*DATA FOR PROCESSING*.

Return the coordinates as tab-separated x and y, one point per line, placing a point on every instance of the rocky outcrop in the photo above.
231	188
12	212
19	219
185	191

*TASK*.
Express the entries above as a Markdown table with two columns, Row and Line. Number each line in order and leave out any blank lines.

*RESPONSE BELOW*.
| Row | Line |
|---|---|
| 1 | Return the coordinates as tab-separated x and y, one point per line, placing a point on every instance of the rocky outcrop in the photo above. |
| 2 | 231	188 |
| 3 | 12	212 |
| 4 | 19	219 |
| 5 | 185	191 |